Irvine511
Blue Crack Supplier
Yes that's just so pro family. The children will suffer, and I don't know how adults can live with themselves when they do.
don't you see? it's complicated.
Yes that's just so pro family. The children will suffer, and I don't know how adults can live with themselves when they do.
Pro-Gay Marriage Forces Finally Organizing, After Losing
By Pareene, 5:52 PM on Tue Nov 11 2008, 6,267 views
We mentioned it before, but it was sad when, on Election Night, America once again said thanks, but no thanks, to recognizing the rights of gay people. Specifically, California's Proposition 8, which banned the state's previously legal gay marriages, passed. Now, hey, everyone's going nuts. The gays are currently blaming Black People, Mormons, the governor, Barack Obama, and others, and they're protesting and demonstrating and doing all the other things everyone forgot to do before the vote happened.
We know everyone was totally distracted by Barack Obama and his magical election, but guys, even we out here in New York knew you faced a well-funded, well-organized, media-savvy campaign of lies and misinformation, and the pro-gay marriage response was abysmal.
Now—now!—Governor Arnold Schwarzenegger says it's a shame gay marriage was banned, oh boo hoo. He didn't lift a finger to campaign against Prop 8 before! Now David Geffen is quoted in The Daily Beast babbling about the lack of outreach to black voters. Where was his money, before? [Update: Geffen gave $200k, out of his billions.] Did he get his rich liberal friends to contribute as much as the Mormon Church did? Did they use the money to build a grassroots movement as well-organized as the pro-Prop 8 guys did? Check out the list of Hollywood's non-donors as of September 10—many of them did eventually donate, but see how they didn't feel the need to until the last second?
::::
WRITTEN REQUEST 1
Which lines of the records contain the string 'single'? Find and copy each one, treating uppercase and lowercase letters as different.
These records have no connection to the post above them.

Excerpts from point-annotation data
::::
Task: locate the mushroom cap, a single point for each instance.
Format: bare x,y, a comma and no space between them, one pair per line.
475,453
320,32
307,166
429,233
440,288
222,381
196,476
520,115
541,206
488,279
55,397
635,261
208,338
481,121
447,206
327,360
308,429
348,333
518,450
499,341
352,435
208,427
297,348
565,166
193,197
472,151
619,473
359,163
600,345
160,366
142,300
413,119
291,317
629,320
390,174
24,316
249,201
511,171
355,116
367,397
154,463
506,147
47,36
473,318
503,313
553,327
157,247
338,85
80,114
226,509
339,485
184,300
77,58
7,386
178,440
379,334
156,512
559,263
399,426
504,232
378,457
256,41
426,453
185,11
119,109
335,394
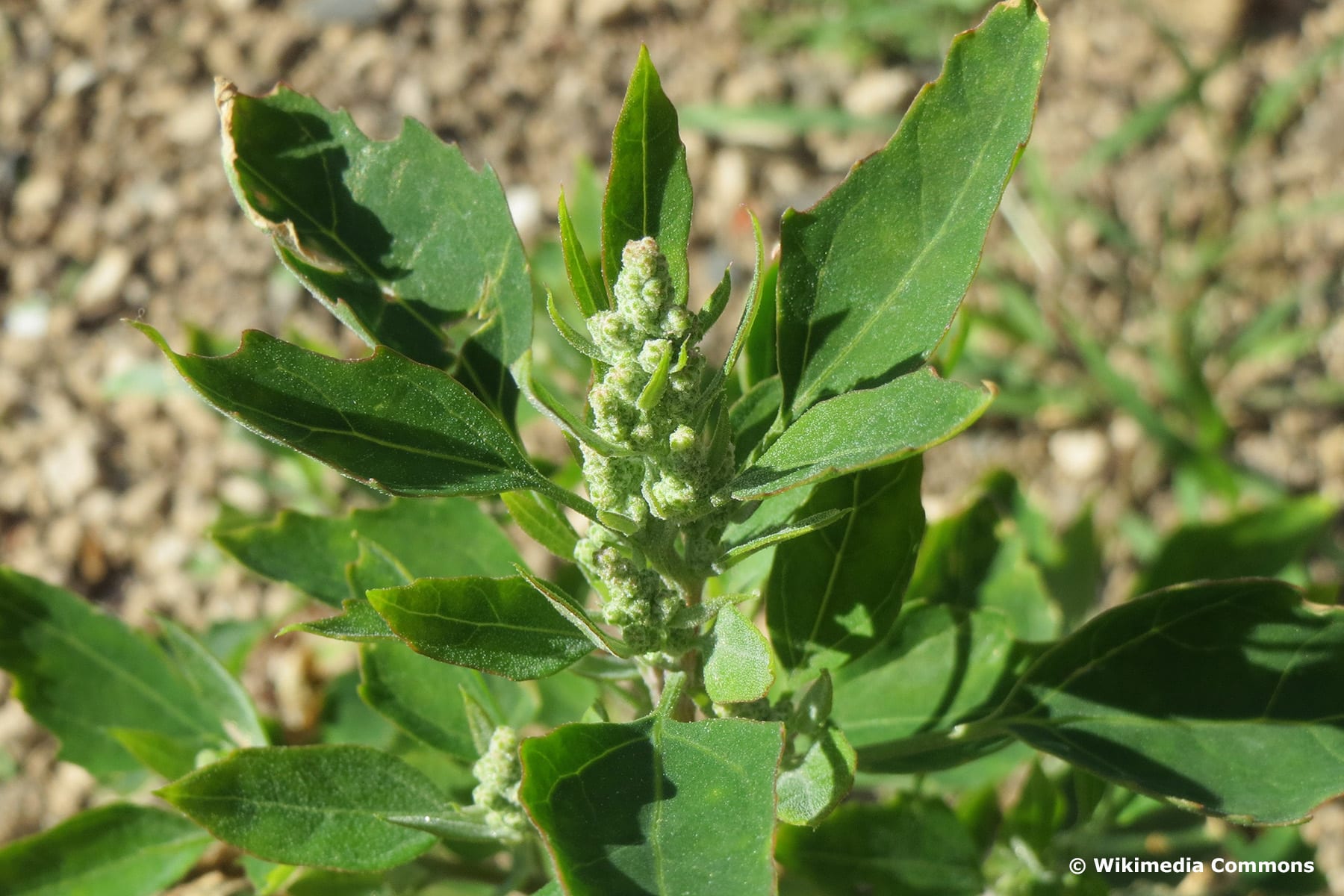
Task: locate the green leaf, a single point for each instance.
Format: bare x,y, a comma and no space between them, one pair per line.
578,617
215,688
82,675
389,422
979,558
873,274
759,347
656,806
863,429
426,699
322,806
812,785
915,847
315,554
937,668
738,667
585,284
358,622
648,190
752,417
113,850
784,534
1187,694
544,521
497,625
1261,543
394,237
835,593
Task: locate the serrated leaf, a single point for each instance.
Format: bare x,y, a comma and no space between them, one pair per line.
863,429
322,806
656,806
314,554
915,848
1192,694
425,697
738,667
386,421
544,521
648,190
218,691
394,237
873,274
835,593
1260,543
812,785
937,668
84,673
112,850
495,625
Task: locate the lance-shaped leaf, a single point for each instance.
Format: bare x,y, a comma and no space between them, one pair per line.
1260,543
898,703
752,417
648,190
421,538
863,429
544,521
323,806
585,282
428,699
738,667
394,237
871,277
84,675
1223,696
656,806
915,848
497,625
836,591
217,691
812,785
385,421
112,850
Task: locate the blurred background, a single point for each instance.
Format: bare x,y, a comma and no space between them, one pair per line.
1160,300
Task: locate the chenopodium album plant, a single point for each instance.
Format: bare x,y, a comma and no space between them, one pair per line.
690,753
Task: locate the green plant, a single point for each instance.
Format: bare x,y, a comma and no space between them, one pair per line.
783,479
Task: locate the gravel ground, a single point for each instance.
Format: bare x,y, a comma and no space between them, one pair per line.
113,205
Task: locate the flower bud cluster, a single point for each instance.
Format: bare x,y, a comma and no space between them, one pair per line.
647,402
500,773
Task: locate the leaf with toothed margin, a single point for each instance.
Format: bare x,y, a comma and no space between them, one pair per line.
394,237
648,190
1196,694
323,806
871,276
835,593
495,625
574,612
656,806
111,850
386,421
865,429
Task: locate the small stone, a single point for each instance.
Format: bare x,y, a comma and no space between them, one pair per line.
1080,453
102,284
70,469
880,93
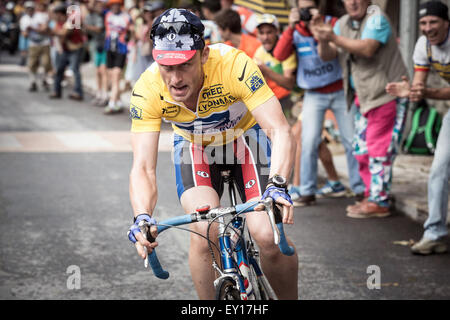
::::
WRITTEN REQUEST 2
How would the forum post on Proposition 8 read from "don't you see?" to "the vote happened." if you changed "gay marriages" to "same-sex marriages"? Write out that stretch with the change made.

EXPECTED OUTPUT 1
Task: locate the mushroom cap, a single point for each instance.
Task: locate the green leaf, a single point for each instance.
Task: locate the serrated leaf, a single point for each instance.
Task: locate the lance-shaped leaf, a single point for each instance.
Task: locate the blurred background, a single point for each instance.
Task: locate the chenopodium album plant, a single point for each instance.
Task: locate the green plant, a single point for each instance.
Task: locate the gravel ground, a single point for each instance.
Task: locate the flower bud cluster, a single point for each instance.
Task: locate the leaf with toothed margin, a single point for each instance.
Task: locate the small stone, a single point for each instance.

EXPECTED OUTPUT 2
don't you see? it's complicated.
Yes that's just so pro family. The children will suffer, and I don't know how adults can live with themselves when they do.
Pro-Gay Marriage Forces Finally Organizing, After Losing
By Pareene, 5:52 PM on Tue Nov 11 2008, 6,267 views
We mentioned it before, but it was sad when, on Election Night, America once again said thanks, but no thanks, to recognizing the rights of gay people. Specifically, California's Proposition 8, which banned the state's previously legal same-sex marriages, passed. Now, hey, everyone's going nuts. The gays are currently blaming Black People, Mormons, the governor, Barack Obama, and others, and they're protesting and demonstrating and doing all the other things everyone forgot to do before the vote happened.